Rewrite the rows from the line with "Where can the river be" up to and including the line with "point(315, 338)", swapping "lamp post" for "light pole" and leaving everything else as it is.

** Start of Supplied material **

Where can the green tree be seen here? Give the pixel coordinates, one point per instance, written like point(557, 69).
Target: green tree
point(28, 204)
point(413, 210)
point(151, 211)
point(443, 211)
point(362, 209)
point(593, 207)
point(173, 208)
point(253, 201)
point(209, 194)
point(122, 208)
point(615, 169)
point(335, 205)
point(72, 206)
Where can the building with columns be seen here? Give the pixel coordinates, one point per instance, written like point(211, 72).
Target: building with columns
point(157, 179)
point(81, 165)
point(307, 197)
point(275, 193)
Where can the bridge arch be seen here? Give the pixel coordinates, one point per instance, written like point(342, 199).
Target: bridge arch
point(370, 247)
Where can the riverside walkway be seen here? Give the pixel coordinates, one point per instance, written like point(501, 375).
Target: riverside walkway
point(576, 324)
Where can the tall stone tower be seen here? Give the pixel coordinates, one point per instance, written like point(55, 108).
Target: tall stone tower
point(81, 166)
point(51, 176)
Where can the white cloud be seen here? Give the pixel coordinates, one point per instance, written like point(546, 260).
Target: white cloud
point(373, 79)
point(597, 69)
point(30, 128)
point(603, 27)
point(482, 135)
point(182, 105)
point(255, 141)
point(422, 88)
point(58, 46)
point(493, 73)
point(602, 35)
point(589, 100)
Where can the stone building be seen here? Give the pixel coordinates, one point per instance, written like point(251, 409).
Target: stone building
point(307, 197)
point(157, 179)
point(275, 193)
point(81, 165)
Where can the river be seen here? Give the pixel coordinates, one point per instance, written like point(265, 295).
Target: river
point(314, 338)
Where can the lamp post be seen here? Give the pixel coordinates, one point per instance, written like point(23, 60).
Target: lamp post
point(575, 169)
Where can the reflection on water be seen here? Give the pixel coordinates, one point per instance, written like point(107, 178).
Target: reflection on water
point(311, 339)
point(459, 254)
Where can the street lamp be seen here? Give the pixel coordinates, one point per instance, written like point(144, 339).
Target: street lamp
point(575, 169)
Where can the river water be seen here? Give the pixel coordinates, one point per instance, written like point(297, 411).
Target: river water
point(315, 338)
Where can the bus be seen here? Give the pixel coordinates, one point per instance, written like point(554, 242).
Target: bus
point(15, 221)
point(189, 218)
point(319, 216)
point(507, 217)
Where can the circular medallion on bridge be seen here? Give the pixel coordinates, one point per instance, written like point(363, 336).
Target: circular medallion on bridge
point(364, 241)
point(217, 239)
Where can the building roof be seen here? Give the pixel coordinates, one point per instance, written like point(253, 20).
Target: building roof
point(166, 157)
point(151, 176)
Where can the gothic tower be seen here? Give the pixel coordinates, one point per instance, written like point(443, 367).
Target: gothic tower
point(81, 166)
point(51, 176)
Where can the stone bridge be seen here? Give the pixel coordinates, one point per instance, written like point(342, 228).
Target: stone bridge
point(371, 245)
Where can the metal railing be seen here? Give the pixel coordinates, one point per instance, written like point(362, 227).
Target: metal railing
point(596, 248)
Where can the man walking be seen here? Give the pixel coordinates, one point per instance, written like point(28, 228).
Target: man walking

** End of Supplied material **

Complete response
Where can the river be seen here? Give the pixel coordinates, one point per instance, written like point(265, 295).
Target: river
point(314, 338)
Where can the light pole be seen here? Give the pixel coordinates, one point per instance, written like point(23, 60).
Target: light pole
point(575, 169)
Where can the reflection on water be seen here? Give the pixel coordinates, one point per instance, written like point(107, 178).
Target: reflection on water
point(311, 339)
point(459, 254)
Where can the street lamp be seen here? Give the pixel coordinates, one point per instance, written like point(144, 339).
Target: street lamp
point(575, 169)
Where can the river water be seen here? Give the pixel coordinates, one point per instance, written like point(297, 411).
Target: river water
point(315, 338)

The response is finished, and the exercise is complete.